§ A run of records
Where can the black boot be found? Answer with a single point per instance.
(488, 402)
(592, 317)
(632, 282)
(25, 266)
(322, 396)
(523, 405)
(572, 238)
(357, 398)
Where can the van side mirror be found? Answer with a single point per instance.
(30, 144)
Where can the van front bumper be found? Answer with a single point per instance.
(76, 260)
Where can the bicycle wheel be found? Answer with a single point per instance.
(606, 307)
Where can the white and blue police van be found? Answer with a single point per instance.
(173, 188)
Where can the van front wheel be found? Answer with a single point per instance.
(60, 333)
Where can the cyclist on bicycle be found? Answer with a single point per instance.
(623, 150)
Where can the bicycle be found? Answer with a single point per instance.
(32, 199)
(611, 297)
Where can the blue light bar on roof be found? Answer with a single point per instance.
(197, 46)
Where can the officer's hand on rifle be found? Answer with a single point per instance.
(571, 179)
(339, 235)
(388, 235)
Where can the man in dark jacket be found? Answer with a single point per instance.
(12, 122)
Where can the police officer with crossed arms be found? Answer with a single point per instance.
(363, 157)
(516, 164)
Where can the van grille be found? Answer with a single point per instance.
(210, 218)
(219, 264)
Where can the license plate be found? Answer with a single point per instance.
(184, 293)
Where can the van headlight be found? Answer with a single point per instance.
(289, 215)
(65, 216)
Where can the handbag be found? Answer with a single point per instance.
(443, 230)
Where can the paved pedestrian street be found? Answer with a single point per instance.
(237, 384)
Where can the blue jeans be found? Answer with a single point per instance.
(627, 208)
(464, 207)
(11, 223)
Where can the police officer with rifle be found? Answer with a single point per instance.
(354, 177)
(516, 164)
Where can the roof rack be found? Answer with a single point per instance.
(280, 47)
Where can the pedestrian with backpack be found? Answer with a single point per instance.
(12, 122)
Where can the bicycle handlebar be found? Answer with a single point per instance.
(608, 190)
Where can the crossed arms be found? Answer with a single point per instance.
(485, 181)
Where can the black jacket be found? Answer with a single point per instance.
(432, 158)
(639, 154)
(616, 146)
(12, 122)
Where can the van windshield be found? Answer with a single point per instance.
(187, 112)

§ Direction
Retype the full listing above, with every line unchanged.

§ Output for this exercise
Where can the black boot be found? Answer with a single point per instance.
(488, 402)
(592, 317)
(632, 282)
(25, 266)
(322, 396)
(523, 405)
(572, 238)
(357, 398)
Where can the van side mirror be found? Answer with a single point per instance.
(30, 144)
Where can the van front bumper be found? Answer with a single point per instance.
(76, 260)
Where can the bicycle wheel be found? Answer with a single point per instance.
(606, 307)
Where can the white and blue police van be found? Answer with a single point per instance.
(173, 188)
Where can the van front wheel be found? Answer with a single point per instance.
(60, 333)
Where can the cyclist on bicycle be found? Answer with a single point per instance.
(623, 150)
Where can the bicycle be found? Answer with a single point per instance.
(32, 199)
(611, 297)
Where can the blue light bar on roof be found? Answer with a single point per instance.
(197, 46)
Where can the officer's hand on rifle be found? Answer with a single point per instance.
(571, 179)
(339, 235)
(388, 235)
Where can the man in dark jacket be found? Answer with a single point per instance.
(12, 122)
Where can the police officer with crossed arms be found? Answer with a single point per instance.
(363, 157)
(516, 164)
Where can the van grille be found? Answer with a single point per instance.
(210, 218)
(219, 264)
Where can the license plate be found? Answer with a single point per instance.
(184, 293)
Where can the van headlight be found? Answer with a single point per instance.
(289, 215)
(65, 216)
Where can the handbag be found? Answer with a single point per instance.
(443, 230)
Where can the paved pedestrian street be found? Answer with a single point per instance.
(237, 384)
Where can the blue jeans be found? Answer with a single point per instance.
(627, 208)
(464, 207)
(11, 223)
Where can the police officer with rifle be found? Answer with a single point per instance.
(354, 177)
(516, 164)
Where can the roof rack be found? Answer with a single point per instance.
(280, 47)
Where can the pedestrian with backpack be found? Answer with a single point per instance.
(12, 122)
Where can the bicycle handlebar be found? Answer with a single point per instance.
(608, 190)
Where can the crossed arms be found? Answer with a single point per instance.
(485, 181)
Where can the black jacket be found? Answer with a single point per instance.
(432, 158)
(639, 154)
(616, 146)
(12, 122)
Where can the van windshield be found? Answer with a single point per instance.
(187, 112)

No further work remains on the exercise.